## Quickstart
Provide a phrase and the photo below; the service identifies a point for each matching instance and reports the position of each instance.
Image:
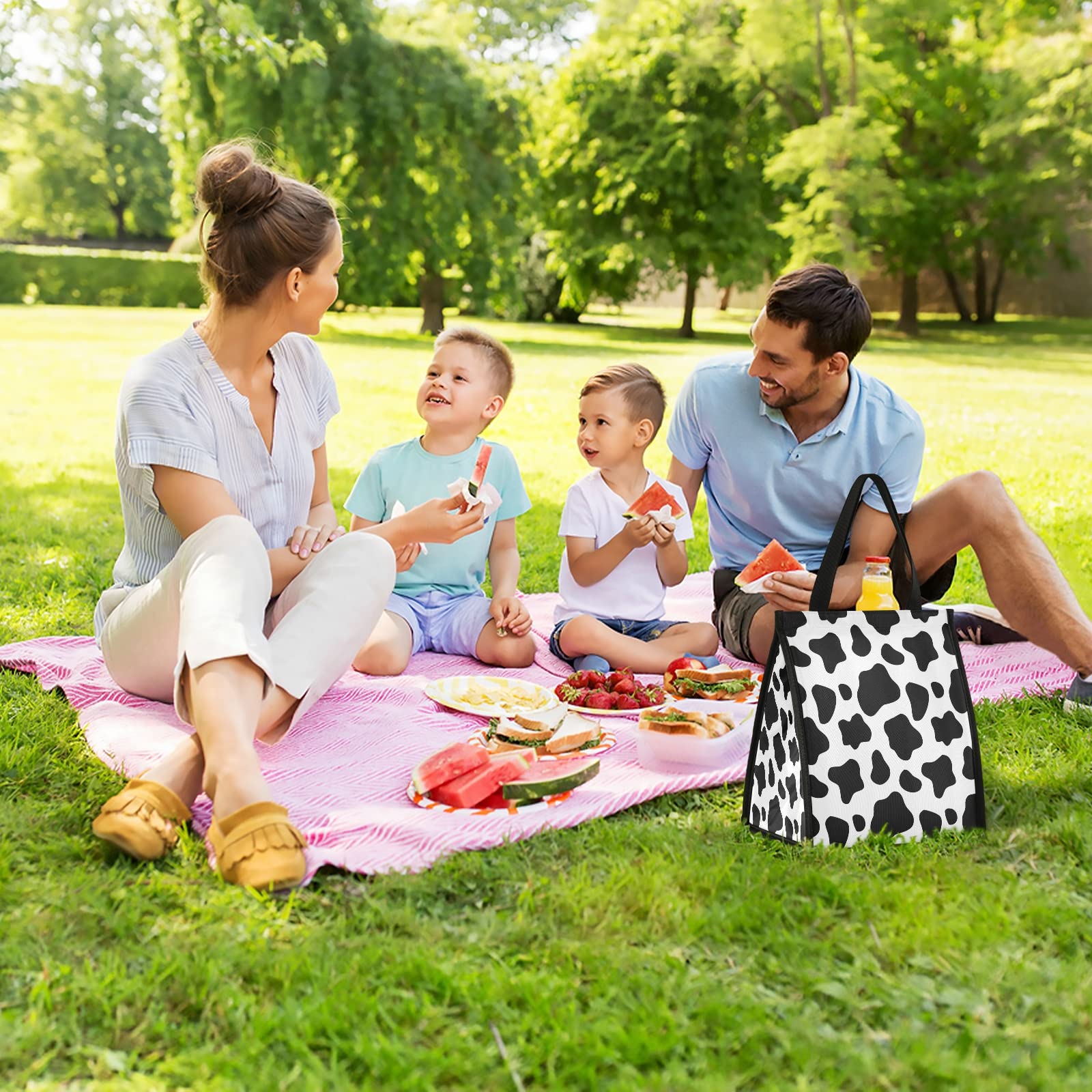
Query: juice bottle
(877, 592)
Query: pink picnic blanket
(344, 770)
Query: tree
(653, 160)
(87, 156)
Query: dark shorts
(639, 631)
(734, 611)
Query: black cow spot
(826, 702)
(838, 831)
(848, 779)
(921, 648)
(828, 649)
(947, 729)
(919, 700)
(773, 824)
(940, 773)
(876, 689)
(969, 764)
(909, 782)
(893, 655)
(801, 659)
(956, 693)
(882, 622)
(855, 731)
(893, 814)
(880, 770)
(861, 644)
(904, 736)
(817, 743)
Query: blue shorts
(639, 631)
(442, 622)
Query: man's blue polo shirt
(762, 484)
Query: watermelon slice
(447, 764)
(478, 476)
(652, 500)
(473, 788)
(775, 558)
(551, 779)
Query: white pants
(212, 602)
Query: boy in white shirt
(614, 571)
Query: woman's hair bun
(233, 183)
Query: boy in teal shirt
(438, 603)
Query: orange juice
(877, 591)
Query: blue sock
(708, 661)
(591, 663)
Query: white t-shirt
(633, 590)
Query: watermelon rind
(447, 764)
(549, 784)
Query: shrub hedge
(103, 278)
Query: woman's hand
(442, 521)
(405, 557)
(307, 540)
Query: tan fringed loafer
(258, 848)
(142, 819)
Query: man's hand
(789, 591)
(638, 532)
(663, 533)
(306, 540)
(511, 615)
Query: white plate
(606, 742)
(491, 696)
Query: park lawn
(663, 948)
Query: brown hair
(263, 223)
(493, 349)
(835, 308)
(642, 391)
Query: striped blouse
(177, 409)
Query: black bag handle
(824, 582)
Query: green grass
(663, 948)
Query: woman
(236, 594)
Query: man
(779, 440)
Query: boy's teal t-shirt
(407, 472)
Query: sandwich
(680, 722)
(715, 684)
(576, 733)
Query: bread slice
(573, 733)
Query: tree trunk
(431, 289)
(691, 291)
(995, 294)
(981, 287)
(908, 305)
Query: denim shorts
(639, 631)
(442, 622)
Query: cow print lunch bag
(864, 721)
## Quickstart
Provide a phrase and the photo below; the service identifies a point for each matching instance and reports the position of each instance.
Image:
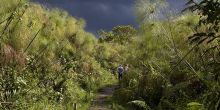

= = =

▶ [PROBLEM]: Above are records with pictures; repeat them exactly, but without the pictures.

▶ [ANSWER SECTION]:
## Quickstart
Provide a phrase and the photo below; the service identifies a point for each matching instance and reports the position of each instance.
Image:
Query: juice bottle
(877, 592)
Query: pink picnic blanket
(344, 770)
Query: tree
(653, 160)
(87, 156)
Query: dark shorts
(639, 631)
(734, 611)
Query: black cow spot
(826, 702)
(838, 831)
(848, 779)
(921, 648)
(828, 649)
(947, 729)
(919, 700)
(773, 824)
(940, 773)
(876, 689)
(969, 764)
(909, 782)
(893, 655)
(801, 659)
(956, 693)
(882, 622)
(855, 731)
(893, 814)
(880, 770)
(861, 644)
(904, 736)
(817, 743)
Query: blue shorts
(639, 631)
(442, 622)
Query: man's blue polo shirt
(762, 484)
Query: watermelon slice
(447, 764)
(478, 476)
(652, 500)
(473, 788)
(775, 558)
(551, 779)
Query: white pants
(212, 602)
Query: boy in white shirt
(614, 571)
Query: woman's hair bun
(233, 183)
Query: boy in teal shirt
(438, 603)
Query: orange juice
(877, 591)
Query: blue sock
(708, 661)
(591, 663)
Query: white t-shirt
(633, 590)
Query: watermelon rind
(447, 764)
(549, 784)
Query: shrub hedge
(103, 278)
Query: woman's hand
(442, 521)
(405, 557)
(307, 540)
Query: tan fringed loafer
(258, 848)
(142, 819)
Query: man's hand
(789, 591)
(638, 532)
(663, 533)
(306, 540)
(511, 615)
Query: white plate
(606, 742)
(491, 696)
Query: park lawn
(663, 948)
Query: brown hair
(263, 223)
(493, 349)
(835, 308)
(642, 391)
Query: striped blouse
(177, 409)
Query: black bag handle
(824, 582)
Query: green grass
(663, 948)
Query: woman
(236, 594)
Query: man
(779, 440)
Query: boy's teal t-shirt
(407, 472)
Query: sandwich
(680, 722)
(715, 684)
(576, 733)
Query: bread slice
(573, 733)
Query: tree trunk
(431, 289)
(691, 291)
(995, 294)
(981, 287)
(908, 305)
Query: denim shorts
(639, 631)
(442, 622)
Query: cow print lunch bag
(864, 721)
## Quickstart
Provide a phrase and the photo below; the service identifies a point for each matching instance and reports the position of each instance.
Image:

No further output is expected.